-- Start EXTRACTED ENTRIES --
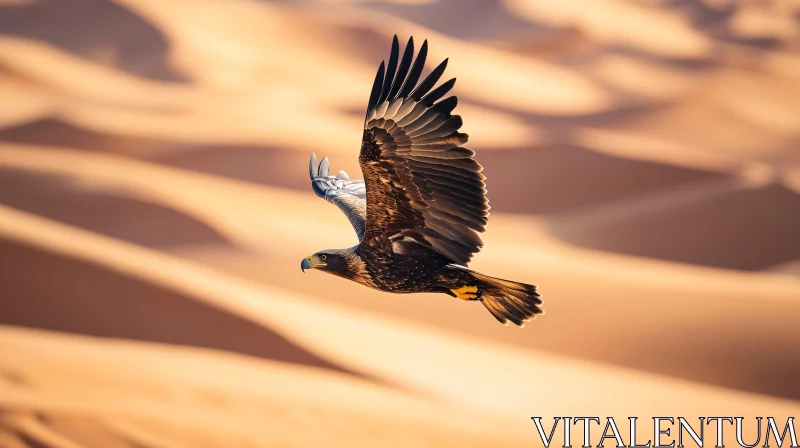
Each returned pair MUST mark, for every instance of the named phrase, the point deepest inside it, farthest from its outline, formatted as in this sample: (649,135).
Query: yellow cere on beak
-- End EXTRACTED ENTRIES --
-- Start EXTRACTED ENTRIES --
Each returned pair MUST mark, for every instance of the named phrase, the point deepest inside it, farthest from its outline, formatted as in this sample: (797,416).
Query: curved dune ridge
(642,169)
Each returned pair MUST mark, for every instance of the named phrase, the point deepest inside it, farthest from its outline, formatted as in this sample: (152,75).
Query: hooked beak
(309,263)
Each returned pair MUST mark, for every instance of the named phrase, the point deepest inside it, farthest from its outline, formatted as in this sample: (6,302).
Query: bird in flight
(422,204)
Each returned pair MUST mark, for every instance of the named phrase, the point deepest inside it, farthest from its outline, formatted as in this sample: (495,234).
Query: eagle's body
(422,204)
-- End EXTRACTED ENTRIES --
-- Start EXTRACTED ENTRIES --
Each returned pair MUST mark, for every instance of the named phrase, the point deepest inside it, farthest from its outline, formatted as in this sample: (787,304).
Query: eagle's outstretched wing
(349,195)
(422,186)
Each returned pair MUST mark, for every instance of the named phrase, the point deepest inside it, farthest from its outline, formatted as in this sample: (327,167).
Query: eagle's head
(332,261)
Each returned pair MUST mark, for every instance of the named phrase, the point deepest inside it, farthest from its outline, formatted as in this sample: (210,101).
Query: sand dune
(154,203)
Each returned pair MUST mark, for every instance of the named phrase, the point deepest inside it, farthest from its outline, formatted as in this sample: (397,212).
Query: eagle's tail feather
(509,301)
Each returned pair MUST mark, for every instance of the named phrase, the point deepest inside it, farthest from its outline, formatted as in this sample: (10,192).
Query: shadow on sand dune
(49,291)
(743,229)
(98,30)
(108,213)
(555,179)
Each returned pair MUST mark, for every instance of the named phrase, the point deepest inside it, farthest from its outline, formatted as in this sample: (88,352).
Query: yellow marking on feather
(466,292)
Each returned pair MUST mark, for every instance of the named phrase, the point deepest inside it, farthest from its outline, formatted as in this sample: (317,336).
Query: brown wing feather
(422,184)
-- End EXTRACTED ENTRIES --
## STATED PROBLEM
Repeat the lines of the data above, from the line containing "this sample: (649,135)." up to and including the line containing "Query: yellow cere on beak".

## WRITTEN REPLY
Each returned pair MUST mark, for every instance of the named phrase, the point deepest inside it, farthest from its outline, formatted as in this sample: (649,135).
Query: yellow cere on beak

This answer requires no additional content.